- [OBJECTIVE] Copy out the entries below precisely; nothing is to be omitted.

§

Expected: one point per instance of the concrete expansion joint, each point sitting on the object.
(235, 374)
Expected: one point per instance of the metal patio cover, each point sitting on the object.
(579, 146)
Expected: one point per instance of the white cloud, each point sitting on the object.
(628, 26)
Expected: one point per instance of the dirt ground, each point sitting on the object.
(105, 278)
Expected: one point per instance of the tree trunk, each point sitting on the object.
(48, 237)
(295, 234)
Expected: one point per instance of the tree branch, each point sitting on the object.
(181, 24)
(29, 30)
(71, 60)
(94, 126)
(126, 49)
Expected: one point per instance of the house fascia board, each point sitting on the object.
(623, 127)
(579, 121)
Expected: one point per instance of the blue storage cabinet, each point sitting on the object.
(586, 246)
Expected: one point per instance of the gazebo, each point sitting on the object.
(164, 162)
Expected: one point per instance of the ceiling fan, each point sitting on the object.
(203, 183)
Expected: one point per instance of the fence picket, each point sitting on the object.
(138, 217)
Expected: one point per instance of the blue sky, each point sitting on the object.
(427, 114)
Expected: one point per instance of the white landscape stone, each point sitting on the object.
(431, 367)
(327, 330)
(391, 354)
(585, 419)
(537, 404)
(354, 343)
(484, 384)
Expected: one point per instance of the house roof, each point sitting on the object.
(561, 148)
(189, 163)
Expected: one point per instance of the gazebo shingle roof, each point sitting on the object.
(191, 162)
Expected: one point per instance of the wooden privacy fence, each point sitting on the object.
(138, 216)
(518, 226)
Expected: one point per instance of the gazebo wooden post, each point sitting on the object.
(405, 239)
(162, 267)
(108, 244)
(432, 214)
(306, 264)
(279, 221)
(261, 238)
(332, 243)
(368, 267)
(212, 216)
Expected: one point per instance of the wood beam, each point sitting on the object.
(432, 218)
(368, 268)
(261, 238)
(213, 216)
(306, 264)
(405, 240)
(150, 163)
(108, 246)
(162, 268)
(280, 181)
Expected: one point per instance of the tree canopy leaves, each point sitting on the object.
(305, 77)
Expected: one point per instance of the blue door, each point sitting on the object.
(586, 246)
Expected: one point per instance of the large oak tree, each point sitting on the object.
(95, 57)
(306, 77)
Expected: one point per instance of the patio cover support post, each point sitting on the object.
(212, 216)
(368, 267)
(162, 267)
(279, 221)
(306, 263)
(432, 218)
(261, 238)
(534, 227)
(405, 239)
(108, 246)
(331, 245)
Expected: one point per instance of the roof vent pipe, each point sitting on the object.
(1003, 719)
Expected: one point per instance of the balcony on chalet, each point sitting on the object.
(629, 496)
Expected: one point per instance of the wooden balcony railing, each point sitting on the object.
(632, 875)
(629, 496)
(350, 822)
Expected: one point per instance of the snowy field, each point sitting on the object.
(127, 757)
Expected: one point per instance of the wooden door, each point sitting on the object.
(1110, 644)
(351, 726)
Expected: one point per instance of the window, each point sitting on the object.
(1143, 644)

§

- [TASK RESPONSE]
Expected: one point per instance of the concrete expansion joint, each point sitting on the object.
(235, 374)
Expected: one point per instance of the metal patio cover, each point sitting on the object.
(579, 146)
Expected: one point per instance of the white cloud, each point sitting on the object.
(628, 26)
Expected: one point per instance of the dirt ground, each point sitting on the object.
(105, 278)
Expected: one point per instance of the tree trunk, each point sitting on the object.
(48, 237)
(295, 234)
Expected: one point per instance of the tree branch, each point sitting on the object.
(181, 24)
(29, 30)
(71, 60)
(94, 126)
(126, 49)
Expected: one point per instance of the house fascia board, each point sitting on the object.
(623, 127)
(579, 121)
Expected: one point per instance of the blue storage cabinet, each point sitting on the object.
(586, 246)
Expected: one point per instance of the gazebo, each point sitting on the object.
(164, 162)
Expected: one point per instance of the ceiling fan, each point sitting on the object.
(203, 183)
Expected: one point per instance of the fence picket, each point sitting on the object.
(138, 217)
Expected: one point per instance of the blue sky, each point sitting on the object.
(427, 114)
Expected: one point per instance of the white landscape stone, each point sitting on the object.
(431, 367)
(327, 330)
(391, 354)
(585, 419)
(537, 404)
(354, 343)
(484, 384)
Expected: one point per instance of the house roof, each point sitting on the object.
(561, 148)
(189, 163)
Expected: one point per instance of the gazebo shingle roof, each point sitting on the object.
(191, 162)
Expected: one point per instance of the wooden privacy fence, each point sitting on the object.
(138, 216)
(518, 226)
Expected: one point per instance of the gazebo wooden post, each point sitting on the object.
(405, 239)
(162, 267)
(108, 244)
(432, 214)
(306, 264)
(279, 221)
(261, 238)
(332, 243)
(368, 267)
(212, 216)
Expected: one point per instance of the wood beam, each point sitting on the object.
(432, 218)
(368, 268)
(261, 238)
(213, 216)
(306, 264)
(405, 240)
(150, 163)
(108, 246)
(162, 268)
(280, 181)
Expected: one point per instance of the tree canopy leaves, each point sitting on the object.
(305, 77)
Expected: one point per instance of the blue door, each point sitting on the object.
(586, 246)
Expected: one point per instance of the large oak tree, each point sitting on the object.
(95, 57)
(306, 77)
Expected: one point per instance of the patio cover support post, each point sitting on the object.
(212, 216)
(368, 267)
(162, 267)
(279, 221)
(306, 263)
(432, 218)
(261, 238)
(534, 227)
(405, 239)
(108, 246)
(331, 245)
Expected: one point per instance of the roof vent pipe, each point sitting on the object.
(1003, 719)
Expected: one point per instance of the balcony on chalet, each point sitting on the object.
(629, 496)
Expected: one point per instance of the wooden balcony railing, each point sitting on the object.
(632, 875)
(629, 496)
(350, 822)
Expected: one point per instance of the snowy field, each point sitting on the object.
(127, 757)
Expected: one point per instance of the wooden door, each point sitting on the object.
(1110, 644)
(351, 726)
Expected: one point per instance of the window, each point sitting on the object.
(1143, 644)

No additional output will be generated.